--- Begin ---
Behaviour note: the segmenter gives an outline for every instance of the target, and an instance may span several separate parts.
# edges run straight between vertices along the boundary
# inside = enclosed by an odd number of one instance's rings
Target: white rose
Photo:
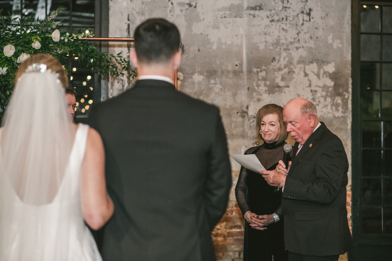
[[[14,46],[8,45],[4,47],[3,51],[4,55],[10,57],[15,52],[15,47]]]
[[[54,42],[60,41],[60,31],[56,29],[52,33],[52,39]]]
[[[1,74],[5,74],[7,73],[7,69],[8,69],[8,67],[4,67],[4,69],[1,68],[0,67],[0,75]]]
[[[21,56],[18,57],[18,60],[16,60],[16,62],[18,64],[21,63],[23,63],[24,61],[26,59],[30,58],[30,54],[27,54],[27,53],[24,53],[24,52],[21,54]]]
[[[36,50],[38,50],[38,49],[41,48],[41,44],[40,44],[40,42],[38,42],[38,41],[36,41],[35,42],[31,44],[31,45],[32,46],[33,48],[34,48]]]

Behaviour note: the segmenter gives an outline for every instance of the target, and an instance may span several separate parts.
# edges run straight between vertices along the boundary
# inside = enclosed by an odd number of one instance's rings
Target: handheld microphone
[[[283,163],[285,164],[286,169],[289,167],[289,159],[290,158],[290,152],[291,152],[293,146],[288,143],[285,144],[285,145],[283,146],[283,150],[284,151],[283,153]]]

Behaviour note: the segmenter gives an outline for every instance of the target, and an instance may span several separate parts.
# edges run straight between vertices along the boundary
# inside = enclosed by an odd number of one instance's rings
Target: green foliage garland
[[[0,52],[0,119],[12,93],[19,64],[36,53],[49,54],[62,62],[77,57],[87,62],[92,72],[95,70],[98,74],[118,77],[126,72],[132,78],[136,75],[121,52],[101,52],[85,40],[92,37],[92,34],[80,30],[77,34],[61,31],[58,28],[61,21],[52,20],[65,9],[59,7],[42,21],[35,21],[32,15],[24,19],[11,19],[9,12],[6,16],[0,14],[0,50],[3,50]]]

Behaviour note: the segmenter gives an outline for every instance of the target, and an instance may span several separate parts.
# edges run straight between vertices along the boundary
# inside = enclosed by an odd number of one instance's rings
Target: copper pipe
[[[74,37],[76,39],[76,37]],[[86,40],[92,42],[134,42],[135,38],[124,38],[121,37],[83,37],[81,40]],[[174,78],[173,79],[174,82],[175,89],[177,90],[177,70],[175,70]]]
[[[74,39],[77,39],[74,37]],[[134,42],[134,38],[123,38],[121,37],[82,37],[81,40],[87,40],[93,42]]]

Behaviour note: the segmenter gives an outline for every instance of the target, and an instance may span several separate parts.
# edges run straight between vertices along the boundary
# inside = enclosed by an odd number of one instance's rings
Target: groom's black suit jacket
--- End ---
→ SHORT PROBLEM:
Copy everything from the start of the listing down to the line containing "[[[14,46],[8,45],[4,47],[3,51],[4,55],[10,57],[15,52],[15,47]]]", changing "white rose" to "red rose" and keeping everything else the same. Leave the pictures out.

→ REPLY TO THE TASK:
Behaviour note: the segmenter gives an outline for every instance of the target, and an instance may span several separate parts.
# edges run straight between vertices along the boundary
# inside = enclosed by an odd number of one instance's rings
Target: red rose
Photo:
[[[14,46],[8,45],[4,47],[3,51],[4,55],[10,57],[15,52],[15,47]]]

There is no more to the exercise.